● WHAT YOU WILL DO:
• A. Please check each statement against the medieval studies article below and answer yes or no for each, quoting the words from the article that decide it. (i) Maurice Beresford's walk in the Yorkshire countryside took place in the summer of 1948. (ii) Beresford and his team explored Wharram Percy every July for 30 years. (iii) Seven of the York guilds survive.
• B. Write a continuation of the medieval studies article below, starting right after its last sentence.

● PAGE TEXT:
The Leeds medieval centre is Britain's largest: it boasts 38 staff and 60-70 students from 16 humanities departments, plus 14 medieval studies MA students. From this autumn a new PhD programme will teach palaeontology, medieval Latin, Hebrew and Greek - crucial tools for students of the period. Medieval studies finally seems to be emerging from its own Dark Ages.

THE MEDIEVAL REVOLUTIONARY

"Oh, but I don't like to be immodest," protests Maurice Beresford, the man who revolutionised archaeological study of the medieval period. "I'm just the pistol that started it all off." In a keynote lecture at Leeds next Tuesday, the 78-year-old emeritus professor of economic history will recall how a stroll in the Yorkshire countryside in the summer of 1948 led to the realisation that there were more than a handful of medieval villages scattered about the country. There are, in fact, remains of 3,000.

Dr Beresford was then 28 and an amateur archaeologist. Recently released RAF aerial photographs led him to discover the faint outlines of Wharram Percy, near Malton in Yorkshire and now an English Heritage site. He and his team explored the site every July for 40 years, building up a wealth of information about the village and developing new archaeological techniques. But he still refuses to blow his own trumpet. "I like the open air. I met some very nice people and we all grew up together. I hobbled over the site with a stick the other day. I'm just sorry I'm not 20 years younger."

THE YORK MYSTERY PLAYS

The streets of York will shut on Sunday for the first performance of the Mystery Plays by the guilds since 1569 (guilds are associations of craftsmen or merchants dating back to the Middle Ages). Leeds delegates are invited to watch at stations along the route as 11 plays telling the story of the Bible from Creation to Doomsday are performed on wagons.

Freelance theatre director Jane Oakshott hopes the experience of watching the plays will add to the scholars' understanding of medieval drama. The performances will rely entirely on medieval technology: leather hinges, pop-up and turnabout figures, speaking tubes, pulleys and levers will combine to give the illusion of trees blossoming and God arriving on an empty stage in the Creation play.

Even the guilds - seven now survive out of more than 50 - are bang up to date. The scriveners guild, now mainly accountants, will perform their traditional play Doubting Thomas. Expect to see expense slips ripped up and lashings of red ink.

RIDDLES OF THE MIDDLE AGES

Guy Halsall, 33, a lecturer at Birkbeck College, London, who did his PhD at York's medieval centre, uses humour to explain the era to his students - although he acknowledges that neither he nor they always get the point of the jokes.

At its most refined, medieval humour revels in irony, puns and riddles, but it floats on a large and murky sink of bawdy slapstick. Both have been largely ignored by historians. "Being a fairly earnest bunch, historians tend to assume their sources are similarly earnest. My generation is a bit different."

Top medieval humourist: Gregory of Tours. "Until recently people thought he was just an idle gossip, but he's comparing worldly life with the eternal merit of the saints. He is full of slapstick."

Least humorous author: The Venerable Bede. "He probably even copied his puns from someone else."

● GIVEN DATA:
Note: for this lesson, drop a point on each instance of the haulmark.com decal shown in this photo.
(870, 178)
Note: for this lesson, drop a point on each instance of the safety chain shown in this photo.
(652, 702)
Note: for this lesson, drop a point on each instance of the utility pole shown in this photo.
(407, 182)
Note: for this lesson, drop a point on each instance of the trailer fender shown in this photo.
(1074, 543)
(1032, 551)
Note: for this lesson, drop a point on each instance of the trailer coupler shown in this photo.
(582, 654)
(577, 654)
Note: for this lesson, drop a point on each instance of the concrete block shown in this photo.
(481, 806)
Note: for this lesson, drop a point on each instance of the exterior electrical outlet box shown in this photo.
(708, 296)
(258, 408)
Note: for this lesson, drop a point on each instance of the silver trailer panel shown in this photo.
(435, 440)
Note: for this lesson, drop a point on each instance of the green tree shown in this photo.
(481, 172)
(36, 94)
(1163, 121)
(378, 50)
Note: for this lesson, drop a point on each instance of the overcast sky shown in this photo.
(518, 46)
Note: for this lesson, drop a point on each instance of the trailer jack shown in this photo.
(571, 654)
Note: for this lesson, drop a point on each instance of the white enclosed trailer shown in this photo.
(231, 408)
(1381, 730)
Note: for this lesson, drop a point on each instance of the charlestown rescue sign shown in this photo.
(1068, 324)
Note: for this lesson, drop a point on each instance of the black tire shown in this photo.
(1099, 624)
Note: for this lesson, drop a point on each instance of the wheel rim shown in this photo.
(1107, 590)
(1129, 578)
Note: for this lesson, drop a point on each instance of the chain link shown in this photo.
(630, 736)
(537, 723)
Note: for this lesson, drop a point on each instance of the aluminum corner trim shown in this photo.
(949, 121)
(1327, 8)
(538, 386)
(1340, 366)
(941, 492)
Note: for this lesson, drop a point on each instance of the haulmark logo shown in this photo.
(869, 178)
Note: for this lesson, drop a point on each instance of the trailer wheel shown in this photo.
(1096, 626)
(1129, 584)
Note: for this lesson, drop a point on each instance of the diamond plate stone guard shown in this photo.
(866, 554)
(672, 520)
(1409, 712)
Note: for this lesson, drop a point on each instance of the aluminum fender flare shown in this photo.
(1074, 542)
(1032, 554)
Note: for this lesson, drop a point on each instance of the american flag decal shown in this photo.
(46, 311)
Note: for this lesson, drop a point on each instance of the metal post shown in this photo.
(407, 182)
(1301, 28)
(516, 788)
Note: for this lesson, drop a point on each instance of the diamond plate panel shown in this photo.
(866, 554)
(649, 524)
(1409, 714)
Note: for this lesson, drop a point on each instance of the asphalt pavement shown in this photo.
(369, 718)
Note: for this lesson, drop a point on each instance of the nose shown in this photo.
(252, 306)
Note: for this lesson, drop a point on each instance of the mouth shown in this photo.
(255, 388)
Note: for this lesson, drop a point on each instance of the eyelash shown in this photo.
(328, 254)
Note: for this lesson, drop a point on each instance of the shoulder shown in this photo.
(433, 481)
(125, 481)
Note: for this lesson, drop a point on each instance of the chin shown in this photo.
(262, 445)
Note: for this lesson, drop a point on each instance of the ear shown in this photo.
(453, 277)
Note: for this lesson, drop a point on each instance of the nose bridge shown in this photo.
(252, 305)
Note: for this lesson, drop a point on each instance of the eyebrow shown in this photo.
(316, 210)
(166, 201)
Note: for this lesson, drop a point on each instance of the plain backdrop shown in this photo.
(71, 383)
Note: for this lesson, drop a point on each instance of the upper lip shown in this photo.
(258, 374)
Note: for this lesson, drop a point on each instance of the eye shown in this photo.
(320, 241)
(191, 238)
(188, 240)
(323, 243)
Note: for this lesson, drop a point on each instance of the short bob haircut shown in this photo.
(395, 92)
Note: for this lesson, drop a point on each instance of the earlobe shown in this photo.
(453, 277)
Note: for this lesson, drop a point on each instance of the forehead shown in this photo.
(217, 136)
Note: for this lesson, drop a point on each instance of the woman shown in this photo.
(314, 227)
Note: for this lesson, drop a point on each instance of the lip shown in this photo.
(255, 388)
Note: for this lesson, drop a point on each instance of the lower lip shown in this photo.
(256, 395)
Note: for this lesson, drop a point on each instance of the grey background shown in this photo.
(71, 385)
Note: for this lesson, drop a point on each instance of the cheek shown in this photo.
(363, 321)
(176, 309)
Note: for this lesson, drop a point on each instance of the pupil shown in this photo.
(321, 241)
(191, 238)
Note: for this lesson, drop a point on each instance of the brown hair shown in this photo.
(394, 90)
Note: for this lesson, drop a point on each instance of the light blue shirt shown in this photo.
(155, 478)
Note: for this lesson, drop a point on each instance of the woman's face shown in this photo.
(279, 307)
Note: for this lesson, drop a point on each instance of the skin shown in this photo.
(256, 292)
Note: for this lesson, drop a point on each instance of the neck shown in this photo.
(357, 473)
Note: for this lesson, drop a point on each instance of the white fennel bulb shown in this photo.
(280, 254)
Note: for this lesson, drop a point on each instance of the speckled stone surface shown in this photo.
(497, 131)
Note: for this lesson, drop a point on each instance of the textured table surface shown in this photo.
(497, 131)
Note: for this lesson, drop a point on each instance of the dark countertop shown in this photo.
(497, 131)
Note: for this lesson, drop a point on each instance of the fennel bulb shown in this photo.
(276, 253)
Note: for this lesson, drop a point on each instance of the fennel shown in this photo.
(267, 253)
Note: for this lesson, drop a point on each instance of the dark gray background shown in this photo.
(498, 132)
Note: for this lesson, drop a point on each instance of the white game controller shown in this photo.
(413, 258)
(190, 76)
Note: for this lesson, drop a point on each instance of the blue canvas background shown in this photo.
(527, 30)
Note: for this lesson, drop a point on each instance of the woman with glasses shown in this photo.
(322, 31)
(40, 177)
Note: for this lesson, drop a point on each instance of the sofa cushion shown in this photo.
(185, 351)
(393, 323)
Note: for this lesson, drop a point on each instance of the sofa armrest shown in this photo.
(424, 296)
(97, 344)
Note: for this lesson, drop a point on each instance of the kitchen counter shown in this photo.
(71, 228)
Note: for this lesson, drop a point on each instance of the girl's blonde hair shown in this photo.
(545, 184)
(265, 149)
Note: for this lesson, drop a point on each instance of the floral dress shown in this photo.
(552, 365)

● TASK-BY-TASK RESULTS:
• A.
(i) Yes: "a stroll in the Yorkshire countryside in the summer of 1948"
(ii) No: "He and his team explored the site every July for 40 years"
(iii) Yes: "seven now survive out of more than 50"

• B.
MEDIEVAL HUMOUR

An embassy is sent to the court of Attila the Hun. After dinner the Huns bring on their jesters. One is a hunchback. They dress him in armour and make him walk around the table. Another has a speech impediment. They make him repeat phrases endlessly. (Priscus of Pannium) Halsall comments: "Bernard Manning would be well at home in the Middle Ages. Someone with one leg trying to run would be the sort of thing they fell about at."

CANNIBALS AND KINGS

The World Cup has provided the stage for a familiar form of thuggish English nationalism: beery, jeery and jingoistic. Academics now argue that this manifestation of Englishness can be traced back to medieval descriptions of royal cannibalism.

Richard the Lionheart, that potent symbol of English courage, did more than throw bottles at opponents, he apparently ate them. In texts written from the 14th century onward, the 12th-century crusading king's cannibalistic tendencies are a defining feature of his patriotism. By contrast, the French, co-crusaders against the Muslim infidels, are portrayed as practically vegetarians.

The Richard Coeur de Lion texts, versions of an epic poem written by many hands, "posit cannibalism as a unifying trait of Englishness", says Alan Bruscoe, a PhD student at Indiana University. The poem, which "indicates the emergence of 'proto-nationalism'", presents cannibalism "as a mark of honour and a way to distinguish the English forces from the French, who are simply treasonable".

In one episode, King Richard is very ill before a battle and cannot keep anything down, but he craves pork. His men can't find any, so they bring him a slice of the enemy, a fallen Saracen warrior. The king devours it, is revived and wins the battle. In triumph he asks for the head of the pig and his men bring him that of the Saracen. Far from being repelled, he takes the head to the Saracen chief Saladin as proof of his determination to defeat him: if he has to eat human flesh to win he will.

Bruscoe thinks the cannibalistic episodes are English additions to the original Anglo-Norman text, the aim being to define Englishness as courageous and powerful and distinct from the French.

"The crusades were against Islam, but the real problem for England at that time was France. Since 1066 England had been controlled by a French nobility:the most conspicuous cultural other was France."

OLD STORIES GRIP NEW NATION

Medieval studies has gripped Australia. At Sydney University, which last year established an interdisciplinary centre, "student numbers in Anglo-Saxon and Old Norse are growing at all levels", says Geraldine Barnes, head of English.

The public is gripped, too. Sydney hosts the Society for Creative Anachronism, which re-creates medieval scenes on university grounds. Around the country, 20th-century creations of imagined medieval buildings are springing up. "There's something about the medieval mind-set that fascinates," Dr Barnes says.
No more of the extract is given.